* _Supplied passage_
AirStrip files lawsuit against mVisum for patent infringement

The battle between mHealth providers is heating up. San Antonio-based AirStrip Technologies last week announced that it filed a lawsuit in Federal District Court for the Southern District of New York, arguing that mVisum violated its patented intellectual property rights. The alleged violation involves an "industry-leading" method for remote monitoring of patient medical data on smartphones such as Apple's iPhone, tablets such as Apple's iPad, and other mobile devices.

In its legal complaint for patent infringement, AirStrip argued that its "revolutionary" AppPoint software was the "first FDA-cleared healthcare application for Apple devices to appear in the App Store," and now is found in more than 400 hospitals in the U.S. and internationally.

Camden, N.J.-based mVisum received FDA 510(k) approval last fall for its Alert Alarm Management System, designed for push delivering patient status and alarm events to clinical care providers as well as providing a way to review static and near real-time physiological and other patient information on mobile devices to healthcare providers through any data network including Wi-Fi and cell phone data networks. mVisum claims its has the only FDA-approved solution compatible across all types of smart devices including smartphones, tablets, and VoIP devices.

* _Raw data_
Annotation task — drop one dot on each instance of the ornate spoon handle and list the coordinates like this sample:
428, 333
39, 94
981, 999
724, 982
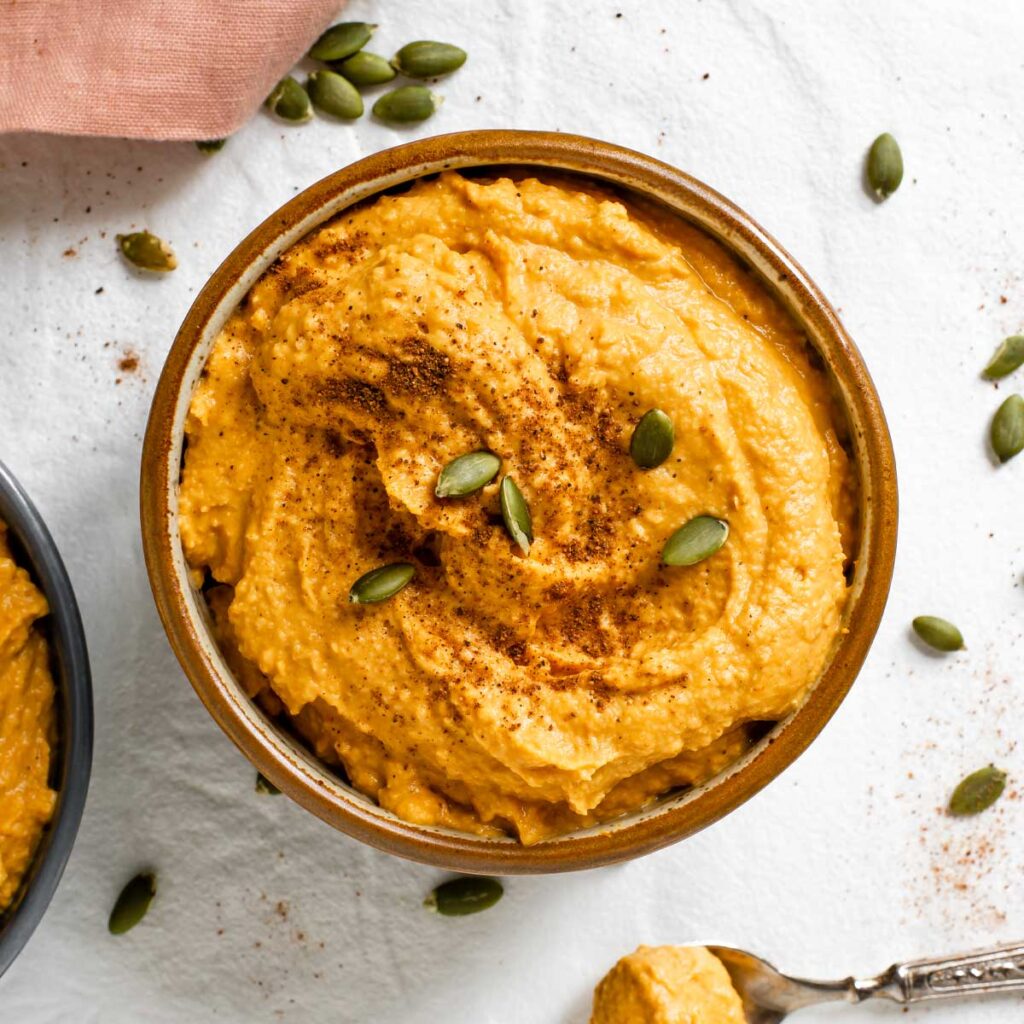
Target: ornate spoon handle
996, 970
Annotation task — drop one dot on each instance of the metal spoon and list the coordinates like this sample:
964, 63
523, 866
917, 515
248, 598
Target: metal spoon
769, 996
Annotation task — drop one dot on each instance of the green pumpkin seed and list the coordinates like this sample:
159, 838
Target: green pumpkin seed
938, 633
978, 792
264, 786
366, 69
341, 41
132, 903
652, 439
407, 104
467, 474
885, 166
290, 101
515, 512
698, 540
426, 58
466, 895
334, 94
146, 252
381, 584
1008, 428
1007, 358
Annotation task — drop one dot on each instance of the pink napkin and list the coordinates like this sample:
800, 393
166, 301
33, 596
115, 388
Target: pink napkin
147, 69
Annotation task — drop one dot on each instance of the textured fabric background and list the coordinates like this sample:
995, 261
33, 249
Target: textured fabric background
846, 862
147, 69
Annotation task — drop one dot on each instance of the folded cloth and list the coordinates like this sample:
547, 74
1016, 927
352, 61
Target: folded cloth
147, 69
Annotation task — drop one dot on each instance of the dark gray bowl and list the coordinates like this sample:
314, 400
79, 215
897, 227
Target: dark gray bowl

* _Work to complete_
Return the full AirStrip lawsuit news item word for word.

* _Answer to the exercise_
AirStrip files lawsuit against mVisum for patent infringement

The battle between mHealth providers is heating up. San Antonio-based AirStrip Technologies last week announced that it filed a lawsuit in Federal District Court for the Southern District of New York, arguing that mVisum violated its patented intellectual property rights. The alleged violation involves an "industry-leading" method for remote monitoring of patient medical data on smartphones such as Apple's iPhone, tablets such as Apple's iPad, and other mobile devices.

In its legal complaint for patent infringement, AirStrip argued that its "revolutionary" AppPoint software was the "first FDA-cleared healthcare application for Apple devices to appear in the App Store," and now is found in more than 400 hospitals in the U.S. and internationally.

Camden, N.J.-based mVisum received FDA 510(k) approval last fall for its Alert Alarm Management System, designed for push delivering patient status and alarm events to clinical care providers as well as providing a way to review static and near real-time physiological and other patient information on mobile devices to healthcare providers through any data network including Wi-Fi and cell phone data networks. mVisum claims its has the only FDA-approved solution compatible across all types of smart devices including smartphones, tablets, and VoIP devices.